───── RECORDS ─────
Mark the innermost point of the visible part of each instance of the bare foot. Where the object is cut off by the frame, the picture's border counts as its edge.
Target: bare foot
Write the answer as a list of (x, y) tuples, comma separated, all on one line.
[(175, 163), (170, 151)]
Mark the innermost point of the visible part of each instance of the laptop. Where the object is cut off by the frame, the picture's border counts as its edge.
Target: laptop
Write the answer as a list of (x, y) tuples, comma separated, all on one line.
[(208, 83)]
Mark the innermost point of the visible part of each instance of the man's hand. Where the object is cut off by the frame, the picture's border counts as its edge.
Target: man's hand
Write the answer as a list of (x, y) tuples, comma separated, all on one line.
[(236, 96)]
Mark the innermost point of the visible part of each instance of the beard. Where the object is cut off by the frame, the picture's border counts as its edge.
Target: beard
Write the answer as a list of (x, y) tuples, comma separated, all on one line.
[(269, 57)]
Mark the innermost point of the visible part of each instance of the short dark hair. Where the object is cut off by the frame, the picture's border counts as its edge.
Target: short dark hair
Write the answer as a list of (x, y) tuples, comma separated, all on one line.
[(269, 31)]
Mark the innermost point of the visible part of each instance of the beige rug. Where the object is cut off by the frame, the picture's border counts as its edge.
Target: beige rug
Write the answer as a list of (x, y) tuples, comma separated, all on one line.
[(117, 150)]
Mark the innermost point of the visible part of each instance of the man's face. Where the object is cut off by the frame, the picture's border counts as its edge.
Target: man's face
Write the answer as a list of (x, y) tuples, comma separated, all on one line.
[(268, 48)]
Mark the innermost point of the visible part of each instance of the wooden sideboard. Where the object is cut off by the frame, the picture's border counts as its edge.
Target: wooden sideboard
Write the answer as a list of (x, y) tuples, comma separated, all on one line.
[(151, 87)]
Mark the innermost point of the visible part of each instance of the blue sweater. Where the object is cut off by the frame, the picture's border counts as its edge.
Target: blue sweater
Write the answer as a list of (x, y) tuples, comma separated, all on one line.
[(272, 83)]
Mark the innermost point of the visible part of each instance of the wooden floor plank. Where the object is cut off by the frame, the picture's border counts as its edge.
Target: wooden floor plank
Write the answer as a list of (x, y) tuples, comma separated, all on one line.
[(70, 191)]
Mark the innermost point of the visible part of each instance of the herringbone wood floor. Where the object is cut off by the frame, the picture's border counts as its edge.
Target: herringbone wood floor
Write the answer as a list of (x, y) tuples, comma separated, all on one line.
─────
## DIRECTION:
Retype the lines above, starting at the very first one and going on through the line with "[(268, 48)]", keeping both ends and changing nothing.

## REPLY TO THE EXERCISE:
Mark the innermost point of the visible part of each instance of the bare foot. Where the object is cut off by the frame, the picture's border counts as its edge.
Target: bare foot
Write the answer as a list of (x, y) tuples, comma separated, all on one line.
[(175, 163), (170, 151)]
Mark the innermost point of the visible part of each instance of the laptop. Where the object is cut off by the frame, the picture's border counts as its edge.
Target: laptop
Write the answer as a list of (x, y) tuples, comma separated, all on one line.
[(208, 83)]
Mark the innermost point of the visible part of each instance of the man's hand. Where the object is cut off by the frame, the picture's border counts as its edge.
Target: man's hand
Write the answer as a list of (x, y) tuples, comma separated, all on one line.
[(236, 96)]
Mark the innermost point of the visible part of each instance of the beard. Where the object is cut off by the frame, the picture's border counts as its edge.
Target: beard
Write the answer as a list of (x, y) tuples, comma separated, all on one line.
[(269, 57)]
Mark the innermost point of the visible part of each instance of the short dark hair. Where the object is cut off by the frame, the picture's border counts as its edge.
Target: short dark hair
Write the answer as a list of (x, y) tuples, comma separated, all on one line.
[(269, 31)]
Mark the innermost point of the visible part of each instance of the beige rug. Where the object is cut off by the frame, the picture's border counts as its edge.
Target: beige rug
Write the answer as a list of (x, y) tuples, comma separated, all on one line.
[(117, 150)]
Mark the innermost point of the visible part of each instance of the man's face. Where the object is cut off by the frame, the picture's border counts as its edge.
Target: man's face
Write the answer as a list of (x, y) tuples, comma separated, all on one line.
[(268, 48)]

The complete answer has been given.